(Given passage Opens)

Government could promote domestic savings too – it’s amazing that turning down the thermostat one degree can save large amounts.

Long term

In the longer term we’ve more options. What we do about nuclear is the biggest choice. Reducing reliance on gas would spike Vladimir Putin’s energy weapon.

At present, just 15 per cent of our electricity is nuclear, but only one station is being built, and all existing stations will be closed within a decade – Hinkley Point B shuts this week. The Energy Security Strategy included an aspiration to increase nuclear to 25 per cent of electricity by 2050, and said we’d take one new project to final investment decision this Parliament.

Yet the decision on nuclear is far from made.

In the new Prime Minuster’s early meetings, Treasury officials will sketch out an attractive-looking scenario with more limited nuclear, in which unproven technologies like carbon capture take the strain.

They’ll probably skim over the fact that this scenario involves us installing solar panels covering an area nearly the size of Greater Manchester.

(Given passage Closes)
(Material supplied Opens)

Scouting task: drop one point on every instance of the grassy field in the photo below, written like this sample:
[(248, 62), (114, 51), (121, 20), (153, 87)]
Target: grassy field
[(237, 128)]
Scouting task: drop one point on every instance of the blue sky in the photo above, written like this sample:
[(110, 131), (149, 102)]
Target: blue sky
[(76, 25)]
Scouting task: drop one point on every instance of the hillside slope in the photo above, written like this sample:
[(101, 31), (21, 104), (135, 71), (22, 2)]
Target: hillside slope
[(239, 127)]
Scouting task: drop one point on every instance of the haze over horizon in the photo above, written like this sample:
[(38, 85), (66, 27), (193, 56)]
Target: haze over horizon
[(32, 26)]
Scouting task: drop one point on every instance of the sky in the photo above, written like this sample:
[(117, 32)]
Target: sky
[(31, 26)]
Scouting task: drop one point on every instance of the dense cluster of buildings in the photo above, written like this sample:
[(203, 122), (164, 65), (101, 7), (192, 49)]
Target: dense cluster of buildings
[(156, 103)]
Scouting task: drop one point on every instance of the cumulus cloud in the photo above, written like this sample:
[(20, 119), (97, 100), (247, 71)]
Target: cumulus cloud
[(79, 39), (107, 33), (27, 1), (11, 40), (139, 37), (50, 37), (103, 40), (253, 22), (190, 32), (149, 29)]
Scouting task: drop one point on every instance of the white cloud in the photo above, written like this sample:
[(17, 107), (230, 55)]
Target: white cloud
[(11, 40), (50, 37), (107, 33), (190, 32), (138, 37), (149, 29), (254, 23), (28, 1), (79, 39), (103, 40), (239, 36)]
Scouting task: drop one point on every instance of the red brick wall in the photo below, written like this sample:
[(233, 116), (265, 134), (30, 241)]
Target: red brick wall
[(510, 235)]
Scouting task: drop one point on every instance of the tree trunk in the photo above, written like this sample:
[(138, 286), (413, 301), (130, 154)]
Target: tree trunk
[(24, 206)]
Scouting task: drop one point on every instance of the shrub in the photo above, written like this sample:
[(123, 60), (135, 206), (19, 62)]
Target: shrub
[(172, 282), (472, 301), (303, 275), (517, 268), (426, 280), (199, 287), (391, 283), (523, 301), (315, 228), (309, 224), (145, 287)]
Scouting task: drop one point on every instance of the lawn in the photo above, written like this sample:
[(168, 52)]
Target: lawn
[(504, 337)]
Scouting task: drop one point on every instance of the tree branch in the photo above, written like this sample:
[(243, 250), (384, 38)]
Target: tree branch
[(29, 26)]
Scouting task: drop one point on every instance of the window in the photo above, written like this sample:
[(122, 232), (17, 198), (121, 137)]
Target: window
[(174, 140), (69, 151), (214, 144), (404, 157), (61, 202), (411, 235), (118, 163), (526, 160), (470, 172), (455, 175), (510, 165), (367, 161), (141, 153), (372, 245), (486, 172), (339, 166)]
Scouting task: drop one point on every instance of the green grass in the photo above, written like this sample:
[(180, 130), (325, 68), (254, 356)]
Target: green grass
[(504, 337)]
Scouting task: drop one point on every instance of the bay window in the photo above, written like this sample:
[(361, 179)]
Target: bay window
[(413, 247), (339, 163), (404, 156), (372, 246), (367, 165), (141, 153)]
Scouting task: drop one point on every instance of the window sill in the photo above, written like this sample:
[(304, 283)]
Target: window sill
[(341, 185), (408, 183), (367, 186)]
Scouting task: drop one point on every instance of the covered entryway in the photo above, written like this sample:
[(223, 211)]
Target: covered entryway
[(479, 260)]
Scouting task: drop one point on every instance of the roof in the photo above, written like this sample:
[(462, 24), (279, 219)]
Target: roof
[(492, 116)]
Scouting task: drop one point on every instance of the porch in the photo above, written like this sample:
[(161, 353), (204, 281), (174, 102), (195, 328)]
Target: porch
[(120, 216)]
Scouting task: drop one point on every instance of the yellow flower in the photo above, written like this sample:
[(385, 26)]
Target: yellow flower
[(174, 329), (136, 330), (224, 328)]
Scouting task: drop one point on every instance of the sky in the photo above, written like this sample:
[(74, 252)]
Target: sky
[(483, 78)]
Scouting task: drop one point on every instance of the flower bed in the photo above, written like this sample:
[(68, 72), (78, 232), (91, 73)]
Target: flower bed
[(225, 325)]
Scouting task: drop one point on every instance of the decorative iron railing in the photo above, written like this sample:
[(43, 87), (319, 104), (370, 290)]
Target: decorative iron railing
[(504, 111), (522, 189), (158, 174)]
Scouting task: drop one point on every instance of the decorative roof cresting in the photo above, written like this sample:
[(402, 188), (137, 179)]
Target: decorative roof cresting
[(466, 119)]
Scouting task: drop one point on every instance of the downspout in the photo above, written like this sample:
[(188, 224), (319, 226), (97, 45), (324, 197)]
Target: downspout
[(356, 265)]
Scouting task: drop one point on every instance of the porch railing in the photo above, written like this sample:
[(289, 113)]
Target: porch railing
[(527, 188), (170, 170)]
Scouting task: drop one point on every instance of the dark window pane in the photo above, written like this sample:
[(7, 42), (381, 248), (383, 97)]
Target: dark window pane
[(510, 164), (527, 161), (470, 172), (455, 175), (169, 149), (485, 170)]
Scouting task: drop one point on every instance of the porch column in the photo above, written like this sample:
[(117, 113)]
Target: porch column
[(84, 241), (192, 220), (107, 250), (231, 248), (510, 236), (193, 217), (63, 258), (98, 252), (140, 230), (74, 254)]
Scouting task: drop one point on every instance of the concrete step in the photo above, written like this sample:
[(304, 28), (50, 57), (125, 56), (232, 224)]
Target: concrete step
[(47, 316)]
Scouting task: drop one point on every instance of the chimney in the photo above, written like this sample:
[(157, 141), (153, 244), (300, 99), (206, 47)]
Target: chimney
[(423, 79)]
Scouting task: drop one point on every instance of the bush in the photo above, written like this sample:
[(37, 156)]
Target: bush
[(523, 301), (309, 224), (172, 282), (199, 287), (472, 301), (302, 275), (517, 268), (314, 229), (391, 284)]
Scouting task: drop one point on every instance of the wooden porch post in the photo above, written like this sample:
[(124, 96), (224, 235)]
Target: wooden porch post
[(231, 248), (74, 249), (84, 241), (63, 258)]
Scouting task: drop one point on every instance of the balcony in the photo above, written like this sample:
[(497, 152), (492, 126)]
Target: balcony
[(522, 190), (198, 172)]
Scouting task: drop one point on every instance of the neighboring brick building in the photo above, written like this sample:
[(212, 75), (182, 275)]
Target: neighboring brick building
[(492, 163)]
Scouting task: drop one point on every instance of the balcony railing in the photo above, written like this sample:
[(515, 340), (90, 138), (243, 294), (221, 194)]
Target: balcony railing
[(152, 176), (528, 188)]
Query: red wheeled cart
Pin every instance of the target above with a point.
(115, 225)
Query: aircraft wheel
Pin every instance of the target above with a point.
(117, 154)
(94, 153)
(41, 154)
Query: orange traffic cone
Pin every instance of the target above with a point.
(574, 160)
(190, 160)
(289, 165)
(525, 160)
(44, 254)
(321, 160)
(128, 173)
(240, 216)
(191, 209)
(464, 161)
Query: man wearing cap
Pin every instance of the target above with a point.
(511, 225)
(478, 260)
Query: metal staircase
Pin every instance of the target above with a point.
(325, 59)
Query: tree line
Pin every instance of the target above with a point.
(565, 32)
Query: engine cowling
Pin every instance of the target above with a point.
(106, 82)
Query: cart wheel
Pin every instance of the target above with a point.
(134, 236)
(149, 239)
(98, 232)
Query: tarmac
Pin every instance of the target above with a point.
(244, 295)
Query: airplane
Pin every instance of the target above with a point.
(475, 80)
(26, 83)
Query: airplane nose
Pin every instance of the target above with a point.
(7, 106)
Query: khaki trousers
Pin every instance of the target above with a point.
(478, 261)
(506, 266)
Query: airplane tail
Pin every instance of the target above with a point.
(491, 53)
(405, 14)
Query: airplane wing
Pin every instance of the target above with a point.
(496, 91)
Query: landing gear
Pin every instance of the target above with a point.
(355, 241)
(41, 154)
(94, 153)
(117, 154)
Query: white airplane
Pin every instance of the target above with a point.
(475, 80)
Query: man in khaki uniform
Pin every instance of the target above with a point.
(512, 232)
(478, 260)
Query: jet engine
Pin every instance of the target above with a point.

(Material supplied Closes)

**Required actions:**
1 > In the passage on nuclear power, which station shuts this week?
2 > Echo the part of the nuclear power passage starting with "Government could promote" and going on through "decision this Parliament.".

**Answers to the exercises:**
1 > Hinkley Point B.

2 >
Government could promote domestic savings too – it’s amazing that turning down the thermostat one degree can save large amounts.

Long term

In the longer term we’ve more options. What we do about nuclear is the biggest choice. Reducing reliance on gas would spike Vladimir Putin’s energy weapon.

At present, just 15 per cent of our electricity is nuclear, but only one station is being built, and all existing stations will be closed within a decade – Hinkley Point B shuts this week. The Energy Security Strategy included an aspiration to increase nuclear to 25 per cent of electricity by 2050, and said we’d take one new project to final investment decision this Parliament.